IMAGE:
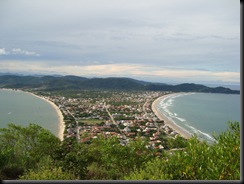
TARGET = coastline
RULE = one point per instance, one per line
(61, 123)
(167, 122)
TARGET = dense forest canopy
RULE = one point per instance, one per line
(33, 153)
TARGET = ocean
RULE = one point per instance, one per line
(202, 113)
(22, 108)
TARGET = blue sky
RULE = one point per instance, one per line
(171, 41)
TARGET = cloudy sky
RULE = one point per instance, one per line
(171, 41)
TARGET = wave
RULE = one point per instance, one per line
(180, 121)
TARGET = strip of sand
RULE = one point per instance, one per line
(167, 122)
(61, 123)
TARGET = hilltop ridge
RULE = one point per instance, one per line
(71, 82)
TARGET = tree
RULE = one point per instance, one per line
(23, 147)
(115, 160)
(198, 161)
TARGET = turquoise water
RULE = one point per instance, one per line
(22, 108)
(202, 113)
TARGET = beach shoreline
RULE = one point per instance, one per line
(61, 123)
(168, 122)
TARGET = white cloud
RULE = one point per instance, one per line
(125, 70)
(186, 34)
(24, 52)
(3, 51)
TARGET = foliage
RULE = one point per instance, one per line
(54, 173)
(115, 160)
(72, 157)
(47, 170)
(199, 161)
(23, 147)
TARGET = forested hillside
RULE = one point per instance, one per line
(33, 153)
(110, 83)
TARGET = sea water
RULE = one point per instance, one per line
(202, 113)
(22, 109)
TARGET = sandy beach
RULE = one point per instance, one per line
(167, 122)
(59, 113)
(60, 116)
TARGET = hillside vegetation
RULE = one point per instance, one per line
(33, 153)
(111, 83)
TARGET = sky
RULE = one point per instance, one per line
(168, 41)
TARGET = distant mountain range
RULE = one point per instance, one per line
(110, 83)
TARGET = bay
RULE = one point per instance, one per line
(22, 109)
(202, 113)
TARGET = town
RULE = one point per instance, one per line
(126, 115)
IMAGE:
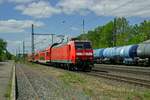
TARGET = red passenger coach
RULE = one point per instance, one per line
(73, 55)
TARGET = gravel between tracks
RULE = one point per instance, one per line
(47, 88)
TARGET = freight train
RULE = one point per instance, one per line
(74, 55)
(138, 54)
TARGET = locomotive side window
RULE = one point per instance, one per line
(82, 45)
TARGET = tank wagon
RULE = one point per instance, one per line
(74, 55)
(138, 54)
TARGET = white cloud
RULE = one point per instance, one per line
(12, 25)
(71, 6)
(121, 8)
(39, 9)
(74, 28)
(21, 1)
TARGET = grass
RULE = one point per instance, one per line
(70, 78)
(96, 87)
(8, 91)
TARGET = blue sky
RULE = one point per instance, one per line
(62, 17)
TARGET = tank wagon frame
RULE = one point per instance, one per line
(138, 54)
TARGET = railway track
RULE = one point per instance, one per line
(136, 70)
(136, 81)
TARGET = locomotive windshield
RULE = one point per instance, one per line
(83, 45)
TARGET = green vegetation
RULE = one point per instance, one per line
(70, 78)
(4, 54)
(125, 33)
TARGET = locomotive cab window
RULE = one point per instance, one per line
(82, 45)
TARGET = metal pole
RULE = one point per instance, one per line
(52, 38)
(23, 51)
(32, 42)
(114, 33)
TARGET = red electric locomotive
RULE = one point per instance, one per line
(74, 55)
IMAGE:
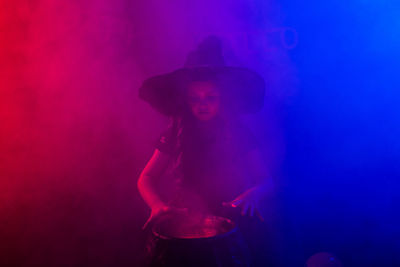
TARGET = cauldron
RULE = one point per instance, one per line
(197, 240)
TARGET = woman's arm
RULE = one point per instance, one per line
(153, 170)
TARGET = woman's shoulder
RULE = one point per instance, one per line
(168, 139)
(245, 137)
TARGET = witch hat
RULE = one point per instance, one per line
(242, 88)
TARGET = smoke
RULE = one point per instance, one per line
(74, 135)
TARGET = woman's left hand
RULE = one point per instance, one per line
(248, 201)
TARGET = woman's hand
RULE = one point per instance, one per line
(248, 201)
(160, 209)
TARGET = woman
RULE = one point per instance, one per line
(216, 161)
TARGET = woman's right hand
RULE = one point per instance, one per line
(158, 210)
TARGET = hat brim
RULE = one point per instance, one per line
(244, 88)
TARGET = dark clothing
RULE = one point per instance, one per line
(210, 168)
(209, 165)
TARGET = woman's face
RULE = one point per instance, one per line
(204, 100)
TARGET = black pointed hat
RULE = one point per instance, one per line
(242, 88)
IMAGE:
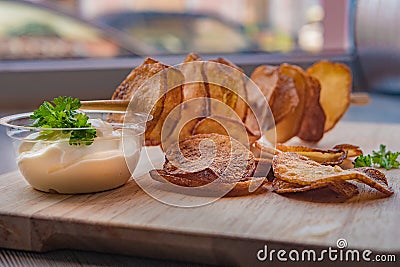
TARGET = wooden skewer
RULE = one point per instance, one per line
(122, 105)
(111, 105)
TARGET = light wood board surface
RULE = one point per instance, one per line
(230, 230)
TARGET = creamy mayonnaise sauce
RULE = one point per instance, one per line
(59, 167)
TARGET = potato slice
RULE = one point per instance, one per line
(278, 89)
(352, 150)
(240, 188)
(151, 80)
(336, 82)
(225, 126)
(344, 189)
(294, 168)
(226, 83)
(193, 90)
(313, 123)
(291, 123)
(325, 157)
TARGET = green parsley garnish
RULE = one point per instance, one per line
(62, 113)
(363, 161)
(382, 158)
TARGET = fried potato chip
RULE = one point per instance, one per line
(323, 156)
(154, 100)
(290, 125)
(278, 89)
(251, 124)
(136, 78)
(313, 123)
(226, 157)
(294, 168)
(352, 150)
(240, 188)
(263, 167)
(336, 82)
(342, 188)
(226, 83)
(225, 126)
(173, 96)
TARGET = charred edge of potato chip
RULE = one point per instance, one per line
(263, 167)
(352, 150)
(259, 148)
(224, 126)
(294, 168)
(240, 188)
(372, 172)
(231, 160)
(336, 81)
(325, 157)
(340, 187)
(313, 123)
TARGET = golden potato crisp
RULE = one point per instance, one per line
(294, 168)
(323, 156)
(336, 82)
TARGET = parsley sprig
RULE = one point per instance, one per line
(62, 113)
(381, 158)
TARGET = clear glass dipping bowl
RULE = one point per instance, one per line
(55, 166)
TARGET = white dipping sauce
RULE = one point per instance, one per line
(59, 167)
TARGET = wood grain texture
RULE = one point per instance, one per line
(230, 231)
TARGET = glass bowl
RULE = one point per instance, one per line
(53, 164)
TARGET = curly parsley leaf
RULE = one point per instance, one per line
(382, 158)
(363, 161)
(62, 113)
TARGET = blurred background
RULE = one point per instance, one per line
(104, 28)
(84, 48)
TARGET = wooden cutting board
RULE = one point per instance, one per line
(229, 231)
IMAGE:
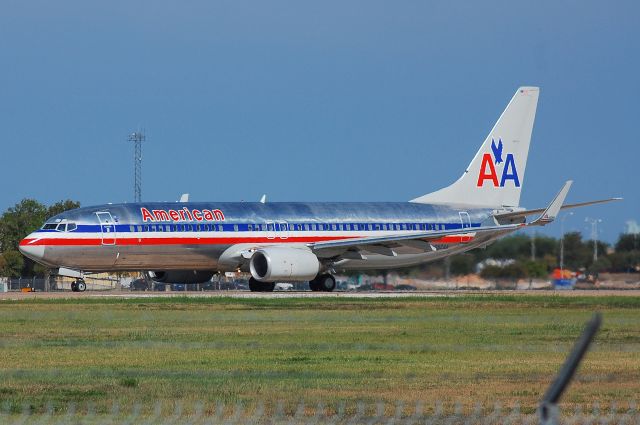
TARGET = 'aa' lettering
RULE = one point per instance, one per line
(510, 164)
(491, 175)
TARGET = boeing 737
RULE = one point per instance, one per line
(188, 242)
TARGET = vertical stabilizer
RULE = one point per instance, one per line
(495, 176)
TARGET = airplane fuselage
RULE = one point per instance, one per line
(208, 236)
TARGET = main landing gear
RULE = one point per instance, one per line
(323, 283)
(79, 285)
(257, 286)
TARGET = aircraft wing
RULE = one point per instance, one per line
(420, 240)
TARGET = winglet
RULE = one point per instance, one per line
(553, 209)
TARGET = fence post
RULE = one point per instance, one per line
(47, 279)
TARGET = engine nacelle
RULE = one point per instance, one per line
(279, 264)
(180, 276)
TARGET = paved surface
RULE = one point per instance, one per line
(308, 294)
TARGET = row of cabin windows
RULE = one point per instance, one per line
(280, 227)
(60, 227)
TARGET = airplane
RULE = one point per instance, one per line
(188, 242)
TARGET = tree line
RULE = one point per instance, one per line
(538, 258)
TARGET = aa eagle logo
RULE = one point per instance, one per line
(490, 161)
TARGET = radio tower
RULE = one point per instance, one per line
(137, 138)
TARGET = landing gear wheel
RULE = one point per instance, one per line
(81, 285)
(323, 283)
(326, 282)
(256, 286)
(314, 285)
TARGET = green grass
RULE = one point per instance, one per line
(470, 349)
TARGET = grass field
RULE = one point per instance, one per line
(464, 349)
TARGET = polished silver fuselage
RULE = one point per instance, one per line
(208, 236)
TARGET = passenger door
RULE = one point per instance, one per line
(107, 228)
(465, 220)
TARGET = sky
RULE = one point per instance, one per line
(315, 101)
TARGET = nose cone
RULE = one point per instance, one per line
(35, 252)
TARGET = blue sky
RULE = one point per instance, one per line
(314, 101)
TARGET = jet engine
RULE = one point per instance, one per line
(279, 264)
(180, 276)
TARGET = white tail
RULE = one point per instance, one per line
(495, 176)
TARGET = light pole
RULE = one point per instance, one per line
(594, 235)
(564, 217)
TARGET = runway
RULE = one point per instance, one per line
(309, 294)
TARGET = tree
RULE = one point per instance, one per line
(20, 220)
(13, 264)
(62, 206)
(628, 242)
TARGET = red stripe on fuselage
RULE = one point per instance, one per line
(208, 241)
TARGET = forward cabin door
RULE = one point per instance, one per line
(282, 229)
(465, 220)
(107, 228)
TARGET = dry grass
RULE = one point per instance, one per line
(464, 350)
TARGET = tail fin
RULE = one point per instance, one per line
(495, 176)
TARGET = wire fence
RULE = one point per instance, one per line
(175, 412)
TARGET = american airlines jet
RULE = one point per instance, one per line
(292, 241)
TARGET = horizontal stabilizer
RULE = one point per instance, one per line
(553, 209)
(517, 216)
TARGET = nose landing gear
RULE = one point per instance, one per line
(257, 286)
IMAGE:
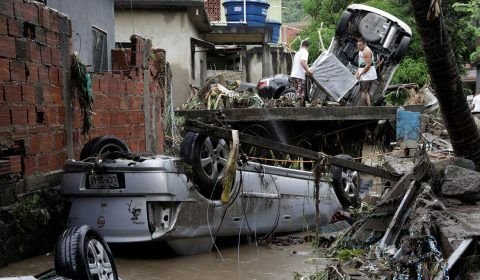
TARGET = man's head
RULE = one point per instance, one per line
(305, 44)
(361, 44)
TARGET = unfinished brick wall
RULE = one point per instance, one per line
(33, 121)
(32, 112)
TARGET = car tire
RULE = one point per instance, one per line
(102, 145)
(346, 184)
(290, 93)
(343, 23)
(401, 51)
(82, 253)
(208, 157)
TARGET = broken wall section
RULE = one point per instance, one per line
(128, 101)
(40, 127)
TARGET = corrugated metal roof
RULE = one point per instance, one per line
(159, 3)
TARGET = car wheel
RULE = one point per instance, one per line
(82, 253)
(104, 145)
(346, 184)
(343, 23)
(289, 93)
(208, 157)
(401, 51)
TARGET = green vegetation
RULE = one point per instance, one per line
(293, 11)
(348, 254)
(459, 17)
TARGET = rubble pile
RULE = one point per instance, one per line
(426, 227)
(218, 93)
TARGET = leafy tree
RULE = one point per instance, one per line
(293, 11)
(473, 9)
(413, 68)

━━━━━━

▶ _WHAT THE EXERCISE ASKS_
Could you repeat exactly the lines above from the line with "TARGET = ocean" up to and including the line with "TARGET = hilltop ridge", and only those?

▶ _YOUR RESPONSE_
TARGET = ocean
RULE = one point per instance, one per line
(202, 113)
(22, 108)
TARGET = blue sky
RULE = one point per instance, one per line
(171, 41)
TARGET = cloudy sky
RULE = one point per instance, one per line
(171, 41)
TARGET = wave
RULE = one point per instance, one per line
(180, 121)
TARGET = strip of sand
RULE = one point per instance, one per line
(167, 122)
(61, 123)
TARGET = hilltop ridge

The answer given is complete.